• Set exercise 1: Output, verbatim, the portion of the Warming Island passage starting at "After its discovery, the" and ending at "by Ernst Hofer.".

• Text extract:

Start

In Brief:
The melting of glacier ice in Northeast Greenland revealed in 2005 that land which - since 1822 - was thought to be a cape was in fact an island. It was named "Warming Island" because it had been uncovered due to local warming. The new island appears on many maps published since its discovery.
In 2008, Patrick Michaels claimed that a sketch map from a book of photographs showed that Warming Island was already a separate island in 1957. Shortly afterwards, Dennis Schmitt, the discover of Warming Island, wrote a strong rebuttal of Michaels' claim. In this SkS article, evidence not previously published on the web is presented to show that the 1957 map relied on by Michaels is not - and was never intended to be - accurate. If that sketch map accurately portrays the relevant coastlines (and hence sea level) as of 1957, then that sea level was at least 180 meters higher than it is today. Alternatively, the map is not accurate and Patrick Michaels' "theory" has no scientific basis.
At "skeptic" blog Watts Up With That (WUWT), David Middleton has resurrected Patrick Michaels' flawed article on Warming island. Here we will examine in detail the errors made by Michaels, and promoted by Middleton on WUWT.
According to David Middleton, "Pat Michaels debunked this particular Warmist myth back in 2008". In reality, it was Patrick Michaels' article which was debunked - by Dennis Schmitt, the discoverer of Warming Island. The rebuttal was given at the invitation of Andrew C. Revkin who posted it in this article. It is in the nature of some people to ignore rebuttals and just keep churning out the same old 'not happening' and 'natural cycles' climate change myths as if there had never been any scientific evidence against them. This creates a need for ever stronger rebuttals, which we seek to establish here.
In September 2005, explorer Dennis Schmitt discovered - in an area which he had personally explored by land 10 years earlier - that melting glacier ice had revealed a new strait. What had previously been assumed to be part of the mainland of Liverpool Land was now seen to be an island for the first time. Dennis Schmidt named this new island 'Uunartoq Qeqertoq', which is Inuit for 'The Warming Island'.
Dennis Schmitt standing on a peak on Warming Island (Source)
Satellite images from 1985, 2002 and 2005 show how the land ice has progressively retreated so as to leave a narrow strait of open water between Warming Island and Liverpool Land. These images constitute evidence in support of Dennis Schmitt's claim that he saw water in 2005 where he had seen ice in 1995.
Satellite images of Warming Island (Source)
I have annotated the image below, from the same source, to highlight the narrow strait and the two nearby islands which feature in rebuttals of Michaels' assertion.
After its discovery, the new island was featured on many web sites, notably geotimes.org. The story was picked up by many newspapers, notably New York Times.
In 2008 Patrick Michaels published his article purporting to show that Warming Island had been seen from the air in 1957 and mapped by Ernst Hofer.

End

• Data to process:
Start

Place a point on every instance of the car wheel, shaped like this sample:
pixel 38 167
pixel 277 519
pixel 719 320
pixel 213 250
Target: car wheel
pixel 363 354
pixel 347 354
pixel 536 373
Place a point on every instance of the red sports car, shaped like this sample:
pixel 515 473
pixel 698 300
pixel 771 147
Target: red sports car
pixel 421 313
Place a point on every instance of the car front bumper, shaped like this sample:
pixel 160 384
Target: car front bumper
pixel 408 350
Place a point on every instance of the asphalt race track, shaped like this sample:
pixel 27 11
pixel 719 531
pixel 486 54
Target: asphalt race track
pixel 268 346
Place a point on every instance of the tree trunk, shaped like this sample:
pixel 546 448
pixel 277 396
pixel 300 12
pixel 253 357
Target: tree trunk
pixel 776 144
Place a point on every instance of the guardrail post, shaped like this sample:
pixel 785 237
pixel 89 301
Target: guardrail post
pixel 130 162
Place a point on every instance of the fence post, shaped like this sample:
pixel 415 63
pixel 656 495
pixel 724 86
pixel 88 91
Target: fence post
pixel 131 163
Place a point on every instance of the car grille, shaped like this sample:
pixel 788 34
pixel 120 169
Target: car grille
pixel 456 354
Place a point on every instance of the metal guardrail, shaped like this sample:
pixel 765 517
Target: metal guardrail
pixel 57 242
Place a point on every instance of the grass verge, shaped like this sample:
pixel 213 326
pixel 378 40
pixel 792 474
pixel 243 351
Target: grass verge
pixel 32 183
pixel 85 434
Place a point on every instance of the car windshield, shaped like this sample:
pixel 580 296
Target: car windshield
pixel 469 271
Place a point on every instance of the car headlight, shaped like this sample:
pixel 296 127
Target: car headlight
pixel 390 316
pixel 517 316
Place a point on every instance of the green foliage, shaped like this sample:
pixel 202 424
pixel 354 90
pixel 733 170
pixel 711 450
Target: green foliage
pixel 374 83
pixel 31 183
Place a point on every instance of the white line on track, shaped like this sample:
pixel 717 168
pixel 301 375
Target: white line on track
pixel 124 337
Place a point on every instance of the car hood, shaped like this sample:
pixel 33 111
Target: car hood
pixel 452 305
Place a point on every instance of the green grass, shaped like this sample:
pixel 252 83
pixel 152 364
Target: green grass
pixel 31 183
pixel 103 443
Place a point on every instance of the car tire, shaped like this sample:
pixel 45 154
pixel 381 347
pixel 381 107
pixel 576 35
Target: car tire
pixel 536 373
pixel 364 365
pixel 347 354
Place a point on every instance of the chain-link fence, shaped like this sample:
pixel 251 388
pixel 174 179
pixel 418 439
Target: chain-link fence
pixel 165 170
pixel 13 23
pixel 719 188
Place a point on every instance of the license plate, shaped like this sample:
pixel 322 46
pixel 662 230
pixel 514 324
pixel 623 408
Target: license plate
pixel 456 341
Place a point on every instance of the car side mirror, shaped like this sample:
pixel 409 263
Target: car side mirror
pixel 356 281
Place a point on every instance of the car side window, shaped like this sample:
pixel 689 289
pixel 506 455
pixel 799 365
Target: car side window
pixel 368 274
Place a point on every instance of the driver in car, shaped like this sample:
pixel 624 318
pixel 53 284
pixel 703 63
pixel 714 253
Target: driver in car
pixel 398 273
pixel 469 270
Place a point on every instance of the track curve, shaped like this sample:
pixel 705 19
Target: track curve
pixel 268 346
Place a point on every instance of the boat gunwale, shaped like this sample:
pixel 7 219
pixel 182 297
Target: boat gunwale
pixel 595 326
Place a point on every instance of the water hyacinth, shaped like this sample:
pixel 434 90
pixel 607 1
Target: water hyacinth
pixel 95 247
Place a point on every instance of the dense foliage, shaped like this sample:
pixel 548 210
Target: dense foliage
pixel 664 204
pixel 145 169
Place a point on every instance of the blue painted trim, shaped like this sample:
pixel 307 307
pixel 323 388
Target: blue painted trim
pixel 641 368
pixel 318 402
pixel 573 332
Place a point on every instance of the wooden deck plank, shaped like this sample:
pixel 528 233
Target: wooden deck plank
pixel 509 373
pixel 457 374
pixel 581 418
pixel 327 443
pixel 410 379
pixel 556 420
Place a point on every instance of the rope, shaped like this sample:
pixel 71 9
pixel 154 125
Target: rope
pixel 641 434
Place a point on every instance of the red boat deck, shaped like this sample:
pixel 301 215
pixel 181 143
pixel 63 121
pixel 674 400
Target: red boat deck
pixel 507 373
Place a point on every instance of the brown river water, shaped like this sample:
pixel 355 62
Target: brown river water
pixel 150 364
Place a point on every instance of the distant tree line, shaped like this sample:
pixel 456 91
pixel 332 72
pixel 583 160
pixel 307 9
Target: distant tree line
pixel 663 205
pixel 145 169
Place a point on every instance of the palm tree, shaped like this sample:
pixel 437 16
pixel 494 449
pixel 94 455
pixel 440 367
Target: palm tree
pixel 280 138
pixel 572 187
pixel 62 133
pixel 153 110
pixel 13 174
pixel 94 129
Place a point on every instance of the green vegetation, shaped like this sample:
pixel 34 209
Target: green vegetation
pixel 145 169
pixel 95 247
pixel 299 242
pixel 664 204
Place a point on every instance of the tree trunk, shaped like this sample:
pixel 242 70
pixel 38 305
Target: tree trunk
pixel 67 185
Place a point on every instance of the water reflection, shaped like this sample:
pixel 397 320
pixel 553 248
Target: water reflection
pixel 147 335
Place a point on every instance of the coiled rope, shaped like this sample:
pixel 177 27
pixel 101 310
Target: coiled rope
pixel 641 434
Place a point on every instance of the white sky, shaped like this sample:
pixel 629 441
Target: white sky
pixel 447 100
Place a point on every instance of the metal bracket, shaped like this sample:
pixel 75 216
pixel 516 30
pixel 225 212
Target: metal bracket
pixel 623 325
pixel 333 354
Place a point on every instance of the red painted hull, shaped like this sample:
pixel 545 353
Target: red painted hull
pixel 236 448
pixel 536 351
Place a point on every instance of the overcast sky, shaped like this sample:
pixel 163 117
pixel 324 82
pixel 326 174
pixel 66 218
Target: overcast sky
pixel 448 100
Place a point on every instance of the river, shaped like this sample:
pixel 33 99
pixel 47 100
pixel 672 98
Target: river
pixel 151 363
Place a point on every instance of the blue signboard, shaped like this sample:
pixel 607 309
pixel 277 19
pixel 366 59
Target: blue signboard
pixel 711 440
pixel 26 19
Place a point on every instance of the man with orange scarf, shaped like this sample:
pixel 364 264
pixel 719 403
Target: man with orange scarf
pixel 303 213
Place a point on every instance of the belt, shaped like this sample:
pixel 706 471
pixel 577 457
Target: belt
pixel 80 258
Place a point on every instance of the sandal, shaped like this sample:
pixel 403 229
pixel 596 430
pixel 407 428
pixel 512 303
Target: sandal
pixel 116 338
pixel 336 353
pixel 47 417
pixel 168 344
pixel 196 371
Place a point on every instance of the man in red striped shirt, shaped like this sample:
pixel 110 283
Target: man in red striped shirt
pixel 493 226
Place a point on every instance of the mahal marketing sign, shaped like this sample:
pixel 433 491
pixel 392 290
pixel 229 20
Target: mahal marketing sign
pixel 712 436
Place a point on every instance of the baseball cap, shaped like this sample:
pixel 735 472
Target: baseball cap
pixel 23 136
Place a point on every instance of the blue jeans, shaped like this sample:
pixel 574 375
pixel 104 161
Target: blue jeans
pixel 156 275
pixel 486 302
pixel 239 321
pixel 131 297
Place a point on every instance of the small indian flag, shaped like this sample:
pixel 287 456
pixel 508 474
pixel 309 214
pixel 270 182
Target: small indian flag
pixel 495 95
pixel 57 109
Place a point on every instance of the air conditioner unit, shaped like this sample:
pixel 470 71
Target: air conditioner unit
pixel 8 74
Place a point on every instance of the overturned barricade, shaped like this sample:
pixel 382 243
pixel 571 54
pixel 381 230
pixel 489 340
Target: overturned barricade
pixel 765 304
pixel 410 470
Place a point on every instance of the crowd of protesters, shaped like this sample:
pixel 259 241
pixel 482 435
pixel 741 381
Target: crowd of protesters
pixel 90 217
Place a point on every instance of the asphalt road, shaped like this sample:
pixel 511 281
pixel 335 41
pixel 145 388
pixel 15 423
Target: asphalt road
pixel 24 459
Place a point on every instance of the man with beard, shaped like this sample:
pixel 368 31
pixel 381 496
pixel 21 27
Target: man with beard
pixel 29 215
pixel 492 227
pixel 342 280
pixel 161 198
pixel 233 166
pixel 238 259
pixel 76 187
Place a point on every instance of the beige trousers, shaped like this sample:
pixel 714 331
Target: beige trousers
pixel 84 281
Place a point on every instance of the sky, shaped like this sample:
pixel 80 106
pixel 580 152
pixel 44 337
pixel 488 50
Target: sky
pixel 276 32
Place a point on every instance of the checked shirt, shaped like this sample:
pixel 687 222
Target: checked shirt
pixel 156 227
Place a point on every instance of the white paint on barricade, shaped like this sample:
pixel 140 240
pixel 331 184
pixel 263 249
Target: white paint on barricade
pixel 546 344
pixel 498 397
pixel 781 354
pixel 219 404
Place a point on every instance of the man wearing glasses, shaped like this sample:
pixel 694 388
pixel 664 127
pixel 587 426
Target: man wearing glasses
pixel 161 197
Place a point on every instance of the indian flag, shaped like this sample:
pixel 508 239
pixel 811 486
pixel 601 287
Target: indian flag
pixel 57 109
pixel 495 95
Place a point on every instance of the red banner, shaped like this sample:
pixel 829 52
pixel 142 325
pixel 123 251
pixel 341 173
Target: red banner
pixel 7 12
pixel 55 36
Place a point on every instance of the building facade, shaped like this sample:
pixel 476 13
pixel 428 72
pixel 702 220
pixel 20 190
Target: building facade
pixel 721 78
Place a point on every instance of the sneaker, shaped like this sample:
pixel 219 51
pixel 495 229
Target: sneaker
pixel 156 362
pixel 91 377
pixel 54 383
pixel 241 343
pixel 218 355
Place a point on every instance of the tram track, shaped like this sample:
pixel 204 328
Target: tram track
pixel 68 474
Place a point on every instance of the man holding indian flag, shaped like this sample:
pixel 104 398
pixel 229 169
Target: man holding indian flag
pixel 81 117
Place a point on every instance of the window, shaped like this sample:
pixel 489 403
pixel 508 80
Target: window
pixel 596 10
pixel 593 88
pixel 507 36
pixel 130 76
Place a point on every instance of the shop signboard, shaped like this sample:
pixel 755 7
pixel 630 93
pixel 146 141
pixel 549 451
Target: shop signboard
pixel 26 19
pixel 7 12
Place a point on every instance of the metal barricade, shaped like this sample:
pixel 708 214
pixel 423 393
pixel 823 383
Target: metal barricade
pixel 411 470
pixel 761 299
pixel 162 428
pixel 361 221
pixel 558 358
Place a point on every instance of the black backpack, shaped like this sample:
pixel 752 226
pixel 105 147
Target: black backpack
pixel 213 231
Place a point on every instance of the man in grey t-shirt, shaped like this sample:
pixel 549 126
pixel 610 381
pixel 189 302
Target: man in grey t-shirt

End

• Set exercise 2: Return the rows word for word, starting at their first line and ending at the line containing "pixel 408 350", with both of those lines included.

• Reply 1:
After its discovery, the new island was featured on many web sites, notably geotimes.org. The story was picked up by many newspapers, notably New York Times.
In 2008 Patrick Michaels published his article purporting to show that Warming Island had been seen from the air in 1957 and mapped by Ernst Hofer.

• Reply 2:
Place a point on every instance of the car wheel, shaped like this sample:
pixel 38 167
pixel 277 519
pixel 719 320
pixel 213 250
Target: car wheel
pixel 363 354
pixel 347 354
pixel 536 373
Place a point on every instance of the red sports car, shaped like this sample:
pixel 515 473
pixel 698 300
pixel 771 147
Target: red sports car
pixel 421 313
Place a point on every instance of the car front bumper, shaped like this sample:
pixel 160 384
Target: car front bumper
pixel 408 350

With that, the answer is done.